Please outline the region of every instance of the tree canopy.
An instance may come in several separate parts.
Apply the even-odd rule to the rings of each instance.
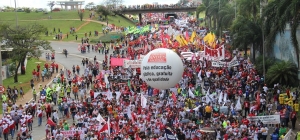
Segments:
[[[111,14],[110,10],[107,9],[105,6],[103,5],[98,5],[97,6],[97,13],[104,16],[105,20],[107,20],[107,16],[109,16]]]
[[[0,25],[0,37],[5,41],[1,49],[12,48],[11,59],[15,63],[14,82],[18,82],[18,69],[25,74],[24,62],[26,58],[39,58],[41,50],[52,50],[50,43],[41,39],[41,34],[47,28],[39,24],[13,27],[8,24]]]

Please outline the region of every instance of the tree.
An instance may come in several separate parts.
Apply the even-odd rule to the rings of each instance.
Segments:
[[[180,5],[185,5],[185,4],[188,4],[189,3],[189,0],[179,0],[177,2],[177,4],[180,4]]]
[[[28,26],[12,27],[7,24],[0,25],[0,37],[5,40],[4,48],[13,48],[11,59],[15,63],[14,82],[18,82],[18,69],[21,66],[21,74],[25,74],[24,62],[27,58],[39,58],[42,55],[40,49],[52,50],[48,41],[41,39],[41,34],[45,33],[47,28],[32,24]]]
[[[233,34],[233,46],[235,48],[243,49],[247,54],[247,48],[249,45],[253,46],[253,50],[257,50],[262,46],[262,29],[261,24],[257,21],[238,16],[231,26],[231,32]],[[253,51],[253,59],[255,60],[255,51]]]
[[[103,15],[105,20],[107,20],[107,16],[111,14],[111,12],[103,5],[97,6],[97,13]]]
[[[123,4],[123,0],[104,0],[103,5],[110,11],[120,7]]]
[[[93,9],[95,7],[95,3],[94,2],[89,2],[86,6],[85,9]]]
[[[49,8],[50,8],[51,13],[52,13],[52,9],[53,9],[54,5],[55,5],[55,1],[49,1],[47,4],[47,6],[49,6]]]
[[[197,10],[196,10],[196,17],[197,17],[197,19],[199,18],[199,14],[201,13],[201,12],[205,12],[205,17],[204,17],[204,22],[205,22],[205,25],[206,25],[206,21],[207,21],[207,18],[208,18],[208,15],[207,15],[207,13],[206,13],[206,10],[207,10],[207,7],[209,6],[209,0],[203,0],[202,1],[202,4],[201,5],[199,5],[198,7],[197,7]],[[210,17],[209,17],[209,19],[210,19]]]
[[[298,70],[300,70],[299,43],[297,40],[297,27],[300,21],[300,1],[299,0],[274,0],[270,2],[263,11],[265,46],[271,49],[275,43],[278,33],[283,34],[286,26],[291,27],[291,42],[296,52]],[[270,52],[270,51],[269,51]]]
[[[290,61],[280,61],[272,65],[266,74],[268,85],[280,83],[281,85],[297,86],[297,66]]]
[[[80,12],[78,13],[78,16],[79,16],[80,21],[82,21],[82,19],[83,19],[83,12],[80,11]]]

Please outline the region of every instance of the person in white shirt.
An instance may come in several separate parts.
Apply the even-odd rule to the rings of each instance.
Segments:
[[[56,140],[63,140],[64,139],[64,135],[62,133],[60,133],[60,131],[57,132],[56,136],[55,136]]]
[[[265,86],[263,87],[263,90],[264,90],[265,93],[268,93],[268,87],[267,87],[266,84],[265,84]]]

**Description of the task:**
Where a line in the records above includes the string "every", show it.

**Task response:**
Please outline the region of every instance of the tree canopy.
Please outline the region of every instance of the tree.
Please outline the region of every instance of the person in white shirt.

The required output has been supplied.